Instructions:
(a) Decide whether each statement agrees with the post about the restarting PC, answering yes or no and quoting the deciding words: (i) the restart happened while primevideo was playing on Chrome; (ii) Windows is currently installed on the SSD; (iii) both RAM sticks are in use right now.
(b) From the post about the restarting PC, list every hardware component named in the sentence that begins "Computer is a".
(c) Repeat the stretch of the post about the restarting PC from "Yesterday my PC" through "select boot device.", keeping every word unchanged.

Passage for review:
━━━━
Yesterday my PC restarted out of nowhere, for no apparently reason. I was watching primevideo on Chrome when it happened.
Then I decided to do a fresh install. Booted via usb and all, but after the fresh install, it would either restart as soon as windows would start to load or ask for Reboot or select boot device.

Right now, I have cleaned 1 ssd and 1 hdd, and installed windows on both of them multiple times. It's installed on HDD now and it simply restarts after the ASUS logo dissapears And it appears again with the loading simbol below it.

Computer is a ryzen 5 5600(new, 1 month old), b450 gaming asus (bios updated 2 months ago to use the new cpu), rtx 3060, 2x 3200mhz hyperx ram (using 1 stick right now to discard ram problems).

I have tried all the conventional stuff: bios reset, gpt partition, tried entering safe mode, etc.
Your computer has a failing component which doing a "fresh install" will do nothing to cure.
━━━━
Region pointing data:
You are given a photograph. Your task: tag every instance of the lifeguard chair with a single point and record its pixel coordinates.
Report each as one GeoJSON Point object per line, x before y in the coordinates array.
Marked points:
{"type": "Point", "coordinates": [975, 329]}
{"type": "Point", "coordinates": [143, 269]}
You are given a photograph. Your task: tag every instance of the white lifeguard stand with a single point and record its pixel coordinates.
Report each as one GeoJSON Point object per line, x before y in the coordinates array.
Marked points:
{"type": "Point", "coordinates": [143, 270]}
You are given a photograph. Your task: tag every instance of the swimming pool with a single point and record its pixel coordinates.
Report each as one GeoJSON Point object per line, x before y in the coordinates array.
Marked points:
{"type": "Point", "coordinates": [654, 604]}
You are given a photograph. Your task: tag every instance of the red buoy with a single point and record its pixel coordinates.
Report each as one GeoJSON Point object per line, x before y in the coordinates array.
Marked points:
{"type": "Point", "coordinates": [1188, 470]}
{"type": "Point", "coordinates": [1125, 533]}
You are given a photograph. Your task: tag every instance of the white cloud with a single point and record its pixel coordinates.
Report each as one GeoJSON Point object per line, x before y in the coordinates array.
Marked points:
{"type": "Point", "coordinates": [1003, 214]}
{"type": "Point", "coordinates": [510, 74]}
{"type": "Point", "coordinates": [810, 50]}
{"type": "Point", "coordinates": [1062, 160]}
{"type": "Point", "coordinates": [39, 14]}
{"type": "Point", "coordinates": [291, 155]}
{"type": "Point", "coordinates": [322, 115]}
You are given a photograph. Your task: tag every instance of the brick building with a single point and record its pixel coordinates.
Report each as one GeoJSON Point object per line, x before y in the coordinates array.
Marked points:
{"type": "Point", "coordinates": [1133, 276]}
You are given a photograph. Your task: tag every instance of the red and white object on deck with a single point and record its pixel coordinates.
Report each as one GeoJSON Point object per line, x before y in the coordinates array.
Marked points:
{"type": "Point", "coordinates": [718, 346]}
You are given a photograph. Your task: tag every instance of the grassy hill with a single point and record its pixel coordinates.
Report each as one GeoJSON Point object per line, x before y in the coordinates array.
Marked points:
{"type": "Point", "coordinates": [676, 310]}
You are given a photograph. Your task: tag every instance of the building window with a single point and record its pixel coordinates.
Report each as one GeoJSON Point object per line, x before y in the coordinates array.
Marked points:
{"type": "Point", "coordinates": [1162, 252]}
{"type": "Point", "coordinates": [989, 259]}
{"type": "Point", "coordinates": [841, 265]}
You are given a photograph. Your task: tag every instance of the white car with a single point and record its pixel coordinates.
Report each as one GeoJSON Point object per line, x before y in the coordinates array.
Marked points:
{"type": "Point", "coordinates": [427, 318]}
━━━━
Results of the exercise:
(a)
(i) Yes: "I was watching primevideo on Chrome when it happened."
(ii) No: "It's installed on HDD now"
(iii) No: "using 1 stick right now to discard ram problems"

(b)
- ryzen 5 5600
- b450 gaming asus
- rtx 3060
- 2x 3200mhz hyperx ram

(c)
Yesterday my PC restarted out of nowhere, for no apparently reason. I was watching primevideo on Chrome when it happened.
Then I decided to do a fresh install. Booted via usb and all, but after the fresh install, it would either restart as soon as windows would start to load or ask for Reboot or select boot device.